### DATA PROVIDED
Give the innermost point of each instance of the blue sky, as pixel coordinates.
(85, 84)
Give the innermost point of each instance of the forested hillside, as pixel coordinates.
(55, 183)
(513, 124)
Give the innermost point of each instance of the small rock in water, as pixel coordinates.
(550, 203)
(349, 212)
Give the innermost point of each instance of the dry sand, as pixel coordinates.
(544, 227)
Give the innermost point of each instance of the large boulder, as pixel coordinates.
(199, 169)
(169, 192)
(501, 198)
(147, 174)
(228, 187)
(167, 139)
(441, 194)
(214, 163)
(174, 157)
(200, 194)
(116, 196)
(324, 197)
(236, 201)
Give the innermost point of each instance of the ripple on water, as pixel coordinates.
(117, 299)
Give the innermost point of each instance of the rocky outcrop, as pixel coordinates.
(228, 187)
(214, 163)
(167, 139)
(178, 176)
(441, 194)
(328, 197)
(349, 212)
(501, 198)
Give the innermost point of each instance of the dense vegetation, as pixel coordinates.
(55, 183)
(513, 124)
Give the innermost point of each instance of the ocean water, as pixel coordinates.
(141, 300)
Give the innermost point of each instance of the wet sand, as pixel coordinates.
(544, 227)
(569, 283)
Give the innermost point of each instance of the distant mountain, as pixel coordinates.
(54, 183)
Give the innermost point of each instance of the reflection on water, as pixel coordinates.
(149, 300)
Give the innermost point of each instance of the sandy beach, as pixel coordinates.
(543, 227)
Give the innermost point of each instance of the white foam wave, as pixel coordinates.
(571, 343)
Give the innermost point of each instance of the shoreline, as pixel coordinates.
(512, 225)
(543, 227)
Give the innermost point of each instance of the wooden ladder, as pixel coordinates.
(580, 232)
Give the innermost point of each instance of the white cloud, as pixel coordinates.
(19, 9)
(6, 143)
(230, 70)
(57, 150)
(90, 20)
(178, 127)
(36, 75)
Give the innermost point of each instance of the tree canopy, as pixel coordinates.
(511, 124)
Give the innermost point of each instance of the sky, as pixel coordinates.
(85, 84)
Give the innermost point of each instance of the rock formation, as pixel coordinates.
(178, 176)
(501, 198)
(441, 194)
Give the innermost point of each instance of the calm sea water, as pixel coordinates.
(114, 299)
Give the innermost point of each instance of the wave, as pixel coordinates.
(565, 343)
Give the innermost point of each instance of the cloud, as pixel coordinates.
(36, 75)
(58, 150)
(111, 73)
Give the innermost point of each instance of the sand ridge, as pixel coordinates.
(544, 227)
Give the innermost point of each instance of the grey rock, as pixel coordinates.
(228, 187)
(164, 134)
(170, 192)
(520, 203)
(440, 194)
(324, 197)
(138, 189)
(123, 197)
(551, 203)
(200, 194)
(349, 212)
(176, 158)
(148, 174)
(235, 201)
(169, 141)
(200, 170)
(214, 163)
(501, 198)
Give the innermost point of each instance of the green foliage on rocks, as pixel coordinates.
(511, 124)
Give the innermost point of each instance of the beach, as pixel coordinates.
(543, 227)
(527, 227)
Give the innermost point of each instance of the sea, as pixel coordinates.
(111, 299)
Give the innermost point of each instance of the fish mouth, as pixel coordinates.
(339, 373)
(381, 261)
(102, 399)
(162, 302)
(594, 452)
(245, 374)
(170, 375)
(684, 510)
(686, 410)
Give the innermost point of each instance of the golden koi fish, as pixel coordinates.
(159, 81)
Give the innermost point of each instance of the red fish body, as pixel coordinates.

### SHORT TASK
Copy each line exactly, from the line containing "Give the innermost point of each instance of the tree" down to the last line of the material, and no other lines.

### RESULT
Give the innermost point of each instance of the tree canopy, as pixel coordinates.
(511, 124)
Give the innermost point of each instance of the sky, as pixel coordinates.
(85, 84)
Give the innermost point of each instance of the rock formation, as pixel coordinates.
(178, 176)
(501, 198)
(441, 194)
Give the innermost point of each instance of the calm sea water, as pixel coordinates.
(114, 299)
Give the innermost point of each instance of the wave, as pixel coordinates.
(565, 343)
Give the innermost point of each instance of the cloud, as pixel coordinates.
(36, 75)
(58, 150)
(111, 73)
Give the innermost point of each instance of the sand ridge, as pixel coordinates.
(544, 227)
Give the innermost point of each instance of the grey rock, as pixel coordinates.
(228, 187)
(164, 134)
(170, 192)
(520, 203)
(440, 194)
(324, 197)
(138, 189)
(123, 197)
(551, 203)
(200, 194)
(349, 212)
(176, 158)
(148, 174)
(235, 201)
(169, 141)
(200, 170)
(214, 163)
(501, 198)
Give the innermost point of each instance of the green foliage on rocks, as pixel coordinates.
(511, 124)
Give the innermost point of each instance of the beach, as pixel coordinates.
(543, 227)
(527, 227)
Give the innermost point of each instance of the sea, as pixel coordinates.
(111, 299)
Give the innermost point of each instance of the fish mouth, as pixel coordinates.
(339, 373)
(381, 261)
(102, 399)
(162, 302)
(594, 452)
(245, 374)
(170, 375)
(684, 510)
(686, 410)
Give the innermost point of each instance of the golden koi fish, as pixel coordinates.
(159, 81)
Give the innermost point of each instance of the red fish body, as pixel coordinates.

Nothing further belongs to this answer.